# Assignment 1
Update the bombing article from "Perhaps in their" up to and including "wanted to admit.", replacing "anti-Communist zeal" with "anti-Communist fervor".
# Assignment 2
According to the bombing article, how many pages of documents about the case did the Der Spiegel reporters review?

# Text block
"""

The person who also managed to kill himself in the attack when he tried to plant the bomb, was a 21 year old man named Gundolf Kӧhler. The Bavarian state government’s Office of Criminal Investigation, under the CSU – the conservative Christian Social Union run by ultra-conservative Franz Josef Strauss - determined that there was no conspiracy and that this confused young man had acted alone. The Federal Prosecutor’s Office agreed. The case was covered up and the evidence sealed until last month.
46,000 pages of documents later
According to the Der Spiegel reporters after reviewing copious documents - some 46,000 pages - about the case, Kӧhler had indeed had connections with the National Democratic Party. They began when he was fourteen. But what about before that? Could he possibly have been a member of some kind of an organization for younger youth that taught similar political leanings that helped begin his path towards neo-Nazism?
Evidence included his National Democratic Party membership card, his attendance at the party’s state convention and participation at campaign events. He had also formed a close relationship with a former Nazi who had become a father figure and a strong influence on his world view. As a member of the Viking Youth, Kӧhler supported the Holocaust and was anti-Communist. The several hundred members of the Viking Youth organization, modeled on the Hitler Youth, were physically trained to combat the left. Kӧhler had also been involved in a paramilitary organization (Military Sports Group) run by a known neo-Nazi.
Then there was his continued involvement with the neo-Nazi right when he studied in Tübingen, an extremist wing that had also had connections with Germany’s major Christian conservative parties – the CDU and Bavaria’s CSU.
Perhaps in their anti-Communist zeal at the time, German government and party officials – especially those in Bavaria and on the Christian right – overlooked the pernicious activities of Germany’ militant neo-Nazi right. Maybe they didn't see the connection. Or perhaps, as Der Spiegel and others have suggested, the relationships between the extreme right and the CSU in particular may well have been more closely intertwined than the leadership wanted to admit.
Highly suspect verdict
Clearly, the German investigators knew more than enough about Kӧhler and his involvement with neo-Nazi groups to make the verdict by the Federal Prosecutor’s Office that there was “no evidence whatsoever” that “third parties could have influenced Kӧhler” highly suspect.

"""

# Data shown
"""

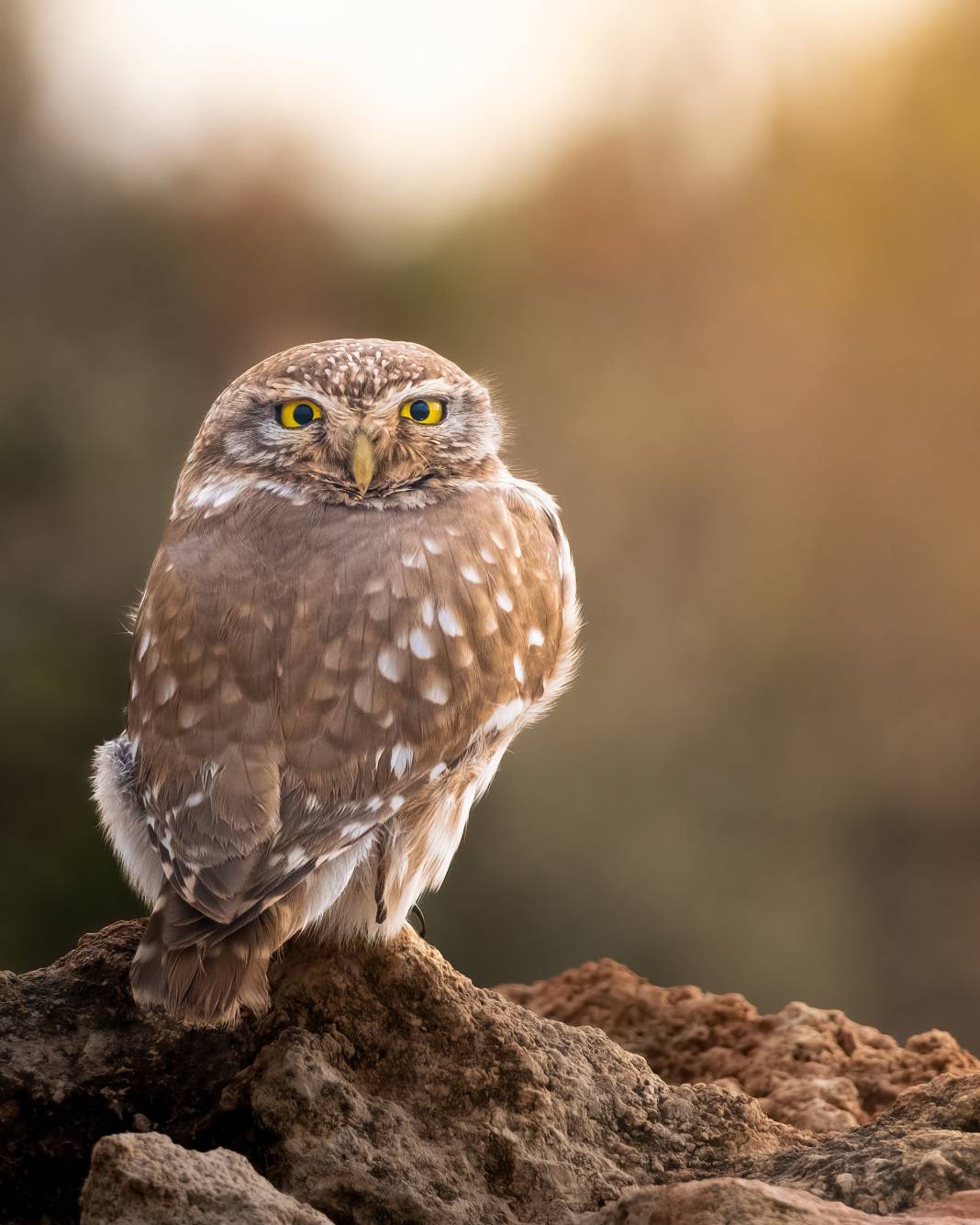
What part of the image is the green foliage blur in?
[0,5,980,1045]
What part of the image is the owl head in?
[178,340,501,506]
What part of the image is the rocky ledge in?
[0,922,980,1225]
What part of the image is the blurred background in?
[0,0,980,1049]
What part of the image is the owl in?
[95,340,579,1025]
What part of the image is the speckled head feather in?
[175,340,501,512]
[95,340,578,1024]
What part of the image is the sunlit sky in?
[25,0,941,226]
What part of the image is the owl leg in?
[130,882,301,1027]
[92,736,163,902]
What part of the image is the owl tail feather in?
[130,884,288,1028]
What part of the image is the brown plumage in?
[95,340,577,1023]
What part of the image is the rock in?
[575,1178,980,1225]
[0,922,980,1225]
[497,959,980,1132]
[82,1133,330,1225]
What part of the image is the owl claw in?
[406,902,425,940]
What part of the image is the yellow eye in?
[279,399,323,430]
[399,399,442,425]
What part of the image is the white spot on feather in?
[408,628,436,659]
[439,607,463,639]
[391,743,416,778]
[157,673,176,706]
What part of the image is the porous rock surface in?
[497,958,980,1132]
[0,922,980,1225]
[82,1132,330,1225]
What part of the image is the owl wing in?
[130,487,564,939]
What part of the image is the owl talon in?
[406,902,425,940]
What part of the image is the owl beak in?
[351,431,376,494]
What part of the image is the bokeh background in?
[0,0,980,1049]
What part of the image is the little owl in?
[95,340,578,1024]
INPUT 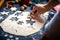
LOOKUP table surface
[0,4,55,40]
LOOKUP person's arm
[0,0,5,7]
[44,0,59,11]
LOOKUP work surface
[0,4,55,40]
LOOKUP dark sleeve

"""

# Answer space 1
Perhaps in their anti-Communist fervor at the time, German government and party officials – especially those in Bavaria and on the Christian right – overlooked the pernicious activities of Germany’ militant neo-Nazi right. Maybe they didn't see the connection. Or perhaps, as Der Spiegel and others have suggested, the relationships between the extreme right and the CSU in particular may well have been more closely intertwined than the leadership wanted to admit.

# Answer space 2
Some 46,000 pages.